(Required task):
Transcribe the following lines exactly, from the start of the records through the line containing "[419,102,486,144]", both ends included, and omit the pictures from your answer.

— START —

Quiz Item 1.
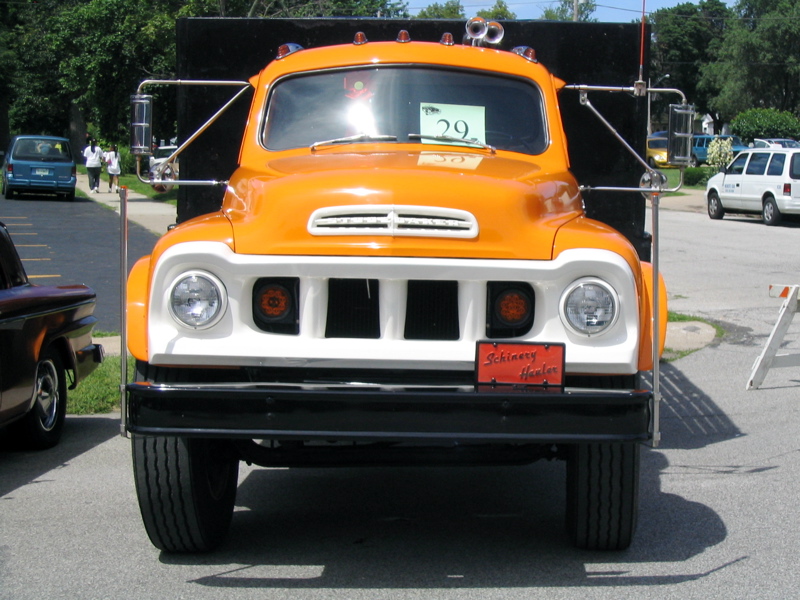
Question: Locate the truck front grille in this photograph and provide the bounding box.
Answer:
[253,278,534,341]
[325,279,381,339]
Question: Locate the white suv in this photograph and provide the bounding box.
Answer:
[706,148,800,225]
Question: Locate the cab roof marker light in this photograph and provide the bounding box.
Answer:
[511,46,539,63]
[275,42,303,60]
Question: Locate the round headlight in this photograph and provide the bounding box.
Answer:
[169,271,226,329]
[561,278,619,335]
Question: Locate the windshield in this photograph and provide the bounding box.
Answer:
[11,138,72,162]
[263,67,547,154]
[719,135,744,146]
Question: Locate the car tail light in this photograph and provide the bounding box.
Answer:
[486,281,535,338]
[253,277,300,335]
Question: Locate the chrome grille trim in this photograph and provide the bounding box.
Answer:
[308,204,478,239]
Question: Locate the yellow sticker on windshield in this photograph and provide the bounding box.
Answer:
[419,102,486,144]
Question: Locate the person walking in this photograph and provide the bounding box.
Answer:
[104,144,122,193]
[83,139,103,194]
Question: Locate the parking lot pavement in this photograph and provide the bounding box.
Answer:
[77,173,177,235]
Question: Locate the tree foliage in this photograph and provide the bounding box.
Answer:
[542,0,597,23]
[731,108,800,142]
[650,0,733,127]
[416,0,466,19]
[477,0,517,21]
[700,0,800,119]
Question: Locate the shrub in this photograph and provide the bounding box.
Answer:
[706,138,733,168]
[731,108,800,143]
[683,167,717,185]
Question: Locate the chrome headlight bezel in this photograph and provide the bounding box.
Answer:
[167,270,228,330]
[559,277,620,338]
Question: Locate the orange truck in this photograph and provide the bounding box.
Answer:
[123,19,685,552]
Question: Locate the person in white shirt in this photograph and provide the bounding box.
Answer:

— END —

(Problem solution):
Quiz Item 1.
Question: Locate the truck front grille in this photograph and provide the bounding box.
Answer:
[253,278,534,341]
[325,279,381,339]
Question: Locate the white suv in this photograph and provide the bounding box.
Answer:
[706,148,800,225]
Question: Locate the cab roof marker light in this photograph and provide the bounding box.
Answer:
[511,46,539,63]
[275,42,303,60]
Question: Locate the round headlight in this photograph and provide the bounding box.
Answer:
[169,271,226,329]
[561,278,619,335]
Question: Locate the windshield in this photograph and provide the bounding box.
Answer:
[11,138,72,162]
[263,67,547,154]
[719,135,744,146]
Question: Locate the car tail light in this photograph and provide the bounding box.
Answer:
[486,281,535,338]
[253,277,300,335]
Question: Locate the chrome grille trim in this photograph and provide the bounding box.
Answer:
[308,204,478,239]
Question: Locate the yellow sticker on windshield in this photograph and provide the bounding box.
Answer:
[419,102,486,144]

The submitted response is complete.